EXCERPTED RECORDS:
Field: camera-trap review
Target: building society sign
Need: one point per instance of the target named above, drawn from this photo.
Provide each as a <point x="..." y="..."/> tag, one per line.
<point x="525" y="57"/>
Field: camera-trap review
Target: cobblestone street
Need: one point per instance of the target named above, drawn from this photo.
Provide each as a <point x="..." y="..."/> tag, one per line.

PROBLEM TO SOLVE: What you return must match the listing exactly, with nothing missing.

WRITTEN SOLUTION:
Field: camera-trap review
Target: building society sign
Need: one point per instance of the target named above, drawn from this photo.
Provide each as a <point x="..." y="..."/> tag, one per line.
<point x="525" y="57"/>
Field: camera-trap review
Target: cobblestone street
Need: one point per instance of the target named above, drawn from this photo.
Provide each as a <point x="..." y="..."/> tag, one per line.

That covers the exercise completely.